EXERCISE: Find every line in the records that contains the word "throw", and copy each of those lines.

ENTRIES:
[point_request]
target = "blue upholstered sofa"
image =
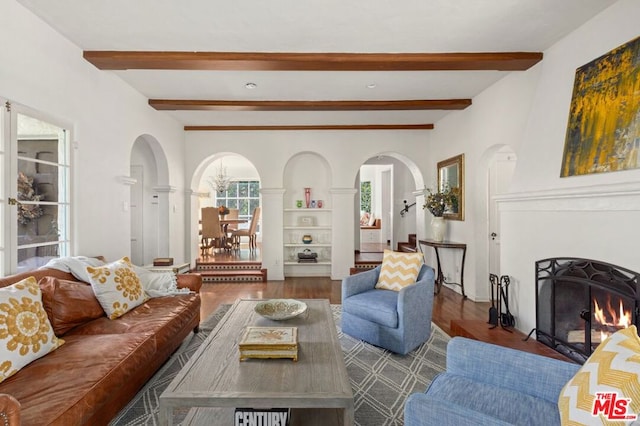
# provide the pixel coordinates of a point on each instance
(486, 384)
(399, 321)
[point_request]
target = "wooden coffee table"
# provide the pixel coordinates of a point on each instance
(214, 382)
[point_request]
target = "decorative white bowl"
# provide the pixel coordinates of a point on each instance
(280, 309)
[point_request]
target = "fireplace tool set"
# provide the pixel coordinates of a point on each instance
(500, 295)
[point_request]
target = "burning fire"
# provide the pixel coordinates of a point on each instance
(613, 321)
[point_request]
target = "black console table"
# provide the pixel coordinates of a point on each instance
(440, 275)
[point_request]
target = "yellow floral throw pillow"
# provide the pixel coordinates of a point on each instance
(117, 287)
(606, 389)
(25, 331)
(398, 270)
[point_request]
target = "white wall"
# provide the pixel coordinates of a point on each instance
(44, 71)
(544, 215)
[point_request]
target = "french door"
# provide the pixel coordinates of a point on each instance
(36, 209)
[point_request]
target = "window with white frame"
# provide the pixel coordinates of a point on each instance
(36, 195)
(243, 195)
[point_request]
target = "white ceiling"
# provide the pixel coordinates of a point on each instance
(372, 26)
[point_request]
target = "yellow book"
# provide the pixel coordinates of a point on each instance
(269, 342)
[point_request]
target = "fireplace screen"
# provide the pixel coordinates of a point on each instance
(580, 302)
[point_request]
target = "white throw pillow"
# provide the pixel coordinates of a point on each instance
(117, 287)
(25, 331)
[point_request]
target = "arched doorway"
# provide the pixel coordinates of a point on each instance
(242, 191)
(394, 179)
(149, 204)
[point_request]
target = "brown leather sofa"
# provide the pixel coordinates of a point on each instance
(103, 363)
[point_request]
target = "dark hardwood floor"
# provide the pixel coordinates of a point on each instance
(447, 305)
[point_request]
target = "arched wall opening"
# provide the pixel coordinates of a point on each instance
(149, 200)
(399, 180)
(237, 168)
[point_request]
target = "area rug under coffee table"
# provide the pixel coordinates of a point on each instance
(381, 380)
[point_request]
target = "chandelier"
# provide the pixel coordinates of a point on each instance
(220, 182)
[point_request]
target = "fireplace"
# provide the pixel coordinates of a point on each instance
(579, 302)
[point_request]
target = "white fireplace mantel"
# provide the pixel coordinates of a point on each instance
(607, 197)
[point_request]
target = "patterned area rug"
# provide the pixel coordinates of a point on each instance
(381, 380)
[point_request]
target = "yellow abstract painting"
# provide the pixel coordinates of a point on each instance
(603, 133)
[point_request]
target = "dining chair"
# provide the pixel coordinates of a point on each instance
(212, 234)
(233, 214)
(251, 232)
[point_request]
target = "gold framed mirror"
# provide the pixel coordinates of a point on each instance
(451, 178)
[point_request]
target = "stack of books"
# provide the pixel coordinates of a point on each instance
(269, 342)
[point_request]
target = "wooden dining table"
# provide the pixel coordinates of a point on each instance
(224, 224)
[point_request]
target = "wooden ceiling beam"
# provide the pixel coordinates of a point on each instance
(315, 127)
(265, 61)
(219, 105)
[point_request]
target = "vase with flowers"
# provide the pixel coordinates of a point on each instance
(437, 203)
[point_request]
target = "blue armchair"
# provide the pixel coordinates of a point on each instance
(397, 321)
(492, 385)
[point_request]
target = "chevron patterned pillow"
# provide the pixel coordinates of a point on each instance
(607, 386)
(398, 270)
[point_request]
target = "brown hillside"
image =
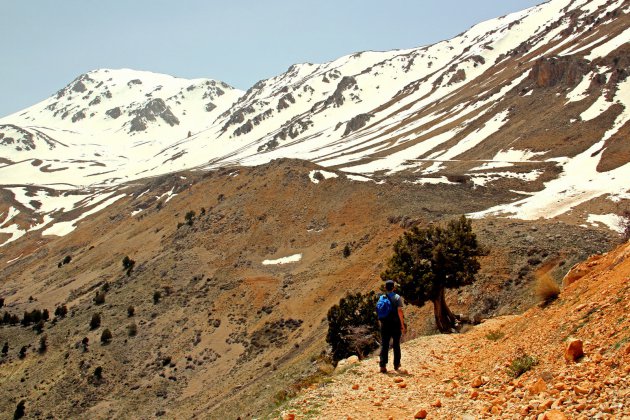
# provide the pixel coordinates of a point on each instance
(468, 376)
(228, 332)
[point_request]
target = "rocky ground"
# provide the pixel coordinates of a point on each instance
(471, 375)
(229, 335)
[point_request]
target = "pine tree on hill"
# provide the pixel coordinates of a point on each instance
(428, 261)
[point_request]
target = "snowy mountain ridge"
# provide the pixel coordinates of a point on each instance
(536, 101)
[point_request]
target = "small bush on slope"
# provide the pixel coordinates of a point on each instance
(546, 289)
(353, 326)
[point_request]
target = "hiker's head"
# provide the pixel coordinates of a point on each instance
(389, 285)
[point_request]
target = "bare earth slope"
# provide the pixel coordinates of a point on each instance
(234, 327)
(466, 375)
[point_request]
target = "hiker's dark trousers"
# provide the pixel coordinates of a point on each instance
(389, 333)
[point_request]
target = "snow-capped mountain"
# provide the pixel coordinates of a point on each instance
(537, 101)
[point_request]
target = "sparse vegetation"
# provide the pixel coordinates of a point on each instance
(20, 410)
(190, 217)
(547, 289)
(43, 343)
(106, 336)
(99, 298)
(521, 365)
(128, 264)
(95, 322)
(353, 326)
(346, 251)
(428, 261)
(625, 226)
(34, 316)
(39, 326)
(61, 311)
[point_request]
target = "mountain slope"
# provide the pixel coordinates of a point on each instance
(535, 102)
(468, 375)
(245, 287)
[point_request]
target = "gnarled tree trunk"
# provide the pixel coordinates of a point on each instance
(444, 318)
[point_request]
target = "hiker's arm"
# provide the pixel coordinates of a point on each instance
(402, 320)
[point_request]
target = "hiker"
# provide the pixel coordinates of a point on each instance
(392, 324)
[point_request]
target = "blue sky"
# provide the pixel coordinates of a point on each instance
(46, 44)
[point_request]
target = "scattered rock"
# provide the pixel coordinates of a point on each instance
(554, 415)
(539, 386)
(421, 414)
(574, 351)
(477, 382)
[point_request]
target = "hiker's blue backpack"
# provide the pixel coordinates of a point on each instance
(383, 307)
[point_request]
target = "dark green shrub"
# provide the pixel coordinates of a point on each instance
(190, 217)
(20, 410)
(346, 251)
(32, 317)
(353, 326)
(106, 336)
(61, 311)
(99, 298)
(43, 343)
(39, 327)
(128, 265)
(428, 261)
(95, 322)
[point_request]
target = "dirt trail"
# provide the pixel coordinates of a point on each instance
(467, 375)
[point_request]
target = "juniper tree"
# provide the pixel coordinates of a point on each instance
(428, 261)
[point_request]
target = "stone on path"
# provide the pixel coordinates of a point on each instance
(539, 386)
(554, 415)
(421, 414)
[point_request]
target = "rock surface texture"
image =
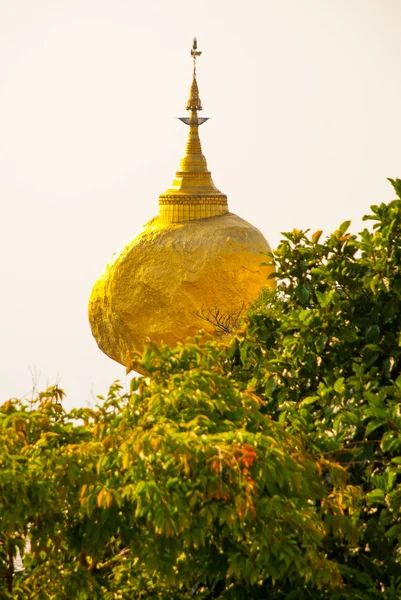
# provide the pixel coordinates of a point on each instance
(154, 287)
(195, 259)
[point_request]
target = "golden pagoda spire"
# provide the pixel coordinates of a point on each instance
(193, 194)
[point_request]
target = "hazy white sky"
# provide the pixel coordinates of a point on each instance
(305, 100)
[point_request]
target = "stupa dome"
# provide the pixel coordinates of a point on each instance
(194, 261)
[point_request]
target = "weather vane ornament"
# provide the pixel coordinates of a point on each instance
(194, 258)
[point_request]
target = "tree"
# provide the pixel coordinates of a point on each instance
(264, 467)
(324, 355)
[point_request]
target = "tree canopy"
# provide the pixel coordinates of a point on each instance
(264, 466)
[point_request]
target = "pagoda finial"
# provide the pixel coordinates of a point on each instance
(193, 194)
(195, 53)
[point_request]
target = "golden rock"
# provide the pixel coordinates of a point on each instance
(193, 264)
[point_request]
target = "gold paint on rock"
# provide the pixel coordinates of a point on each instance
(195, 256)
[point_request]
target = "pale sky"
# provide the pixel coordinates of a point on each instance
(305, 104)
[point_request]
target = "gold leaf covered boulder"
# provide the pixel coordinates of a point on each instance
(193, 267)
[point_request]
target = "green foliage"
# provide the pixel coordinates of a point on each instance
(268, 467)
(324, 354)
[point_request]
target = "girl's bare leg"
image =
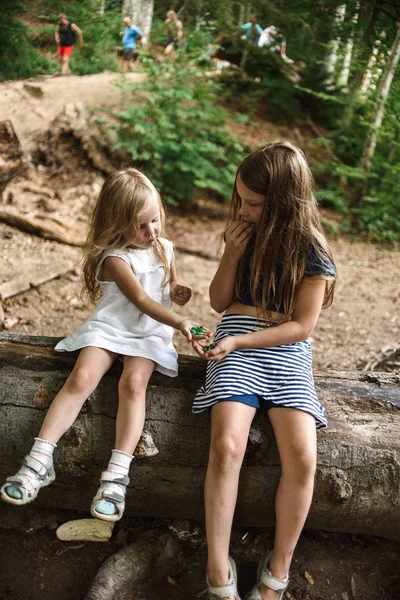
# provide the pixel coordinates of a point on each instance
(295, 434)
(65, 65)
(230, 426)
(109, 502)
(132, 402)
(90, 367)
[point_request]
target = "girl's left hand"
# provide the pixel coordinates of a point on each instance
(181, 294)
(222, 348)
(187, 324)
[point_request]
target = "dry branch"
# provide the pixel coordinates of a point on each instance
(358, 475)
(44, 226)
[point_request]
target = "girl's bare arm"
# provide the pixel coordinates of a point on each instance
(222, 287)
(117, 270)
(308, 306)
(305, 316)
(180, 294)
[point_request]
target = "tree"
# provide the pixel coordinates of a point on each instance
(379, 110)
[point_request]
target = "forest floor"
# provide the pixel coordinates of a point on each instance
(363, 319)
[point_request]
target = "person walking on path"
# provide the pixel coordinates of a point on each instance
(174, 33)
(132, 267)
(130, 35)
(274, 277)
(65, 36)
(251, 30)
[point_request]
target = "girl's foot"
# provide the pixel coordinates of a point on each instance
(37, 471)
(268, 587)
(25, 485)
(228, 591)
(109, 502)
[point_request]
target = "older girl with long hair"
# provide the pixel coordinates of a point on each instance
(275, 275)
(131, 268)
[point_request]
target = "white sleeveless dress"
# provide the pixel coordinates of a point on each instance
(119, 326)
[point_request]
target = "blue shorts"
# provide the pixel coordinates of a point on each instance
(260, 377)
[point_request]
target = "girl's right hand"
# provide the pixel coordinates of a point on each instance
(187, 324)
(237, 237)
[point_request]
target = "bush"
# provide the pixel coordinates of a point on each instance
(177, 133)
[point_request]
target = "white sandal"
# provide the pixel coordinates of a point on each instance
(112, 489)
(264, 576)
(29, 485)
(225, 591)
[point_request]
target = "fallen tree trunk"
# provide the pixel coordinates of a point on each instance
(43, 225)
(358, 476)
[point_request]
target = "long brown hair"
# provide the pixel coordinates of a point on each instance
(277, 255)
(115, 220)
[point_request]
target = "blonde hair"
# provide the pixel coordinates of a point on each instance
(115, 221)
(278, 253)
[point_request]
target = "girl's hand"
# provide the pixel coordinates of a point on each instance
(222, 348)
(237, 237)
(187, 324)
(181, 294)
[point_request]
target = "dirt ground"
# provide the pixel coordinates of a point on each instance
(363, 319)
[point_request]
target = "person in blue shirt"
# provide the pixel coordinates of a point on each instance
(130, 34)
(251, 30)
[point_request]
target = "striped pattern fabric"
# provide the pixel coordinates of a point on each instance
(280, 374)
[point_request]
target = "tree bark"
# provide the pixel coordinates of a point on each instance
(12, 160)
(379, 111)
(343, 78)
(358, 476)
(333, 55)
(367, 18)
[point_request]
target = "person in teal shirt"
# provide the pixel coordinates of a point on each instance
(130, 34)
(252, 30)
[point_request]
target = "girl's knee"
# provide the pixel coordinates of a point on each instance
(300, 464)
(81, 381)
(133, 385)
(227, 451)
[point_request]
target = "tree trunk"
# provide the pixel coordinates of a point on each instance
(332, 58)
(358, 475)
(12, 161)
(367, 77)
(379, 111)
(368, 17)
(343, 78)
(99, 6)
(141, 13)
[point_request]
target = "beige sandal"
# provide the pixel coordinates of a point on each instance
(264, 576)
(225, 591)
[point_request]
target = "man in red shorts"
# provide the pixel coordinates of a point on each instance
(65, 35)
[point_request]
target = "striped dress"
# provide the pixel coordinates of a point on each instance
(278, 375)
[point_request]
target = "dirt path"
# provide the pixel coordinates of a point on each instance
(363, 319)
(30, 115)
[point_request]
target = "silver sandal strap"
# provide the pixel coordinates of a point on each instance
(109, 477)
(278, 585)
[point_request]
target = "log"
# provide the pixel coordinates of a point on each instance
(44, 226)
(358, 475)
(11, 155)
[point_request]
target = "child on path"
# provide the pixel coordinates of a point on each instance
(130, 36)
(274, 277)
(134, 269)
(65, 36)
(174, 33)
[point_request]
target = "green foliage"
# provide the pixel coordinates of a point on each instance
(24, 50)
(176, 132)
(100, 34)
(17, 57)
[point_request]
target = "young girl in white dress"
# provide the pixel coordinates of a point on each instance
(132, 268)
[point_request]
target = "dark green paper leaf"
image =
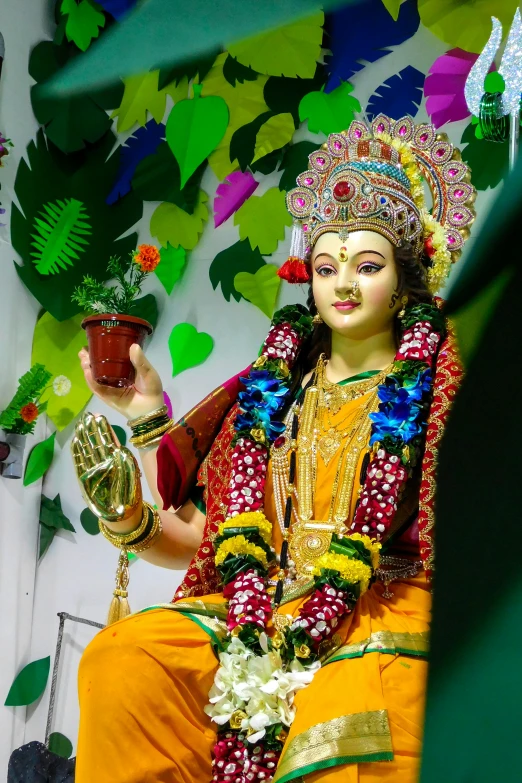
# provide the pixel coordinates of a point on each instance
(39, 460)
(89, 522)
(29, 684)
(60, 744)
(228, 263)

COMPLETED TASK:
target = "yellow floral throw pillow"
target = "white throw pillow"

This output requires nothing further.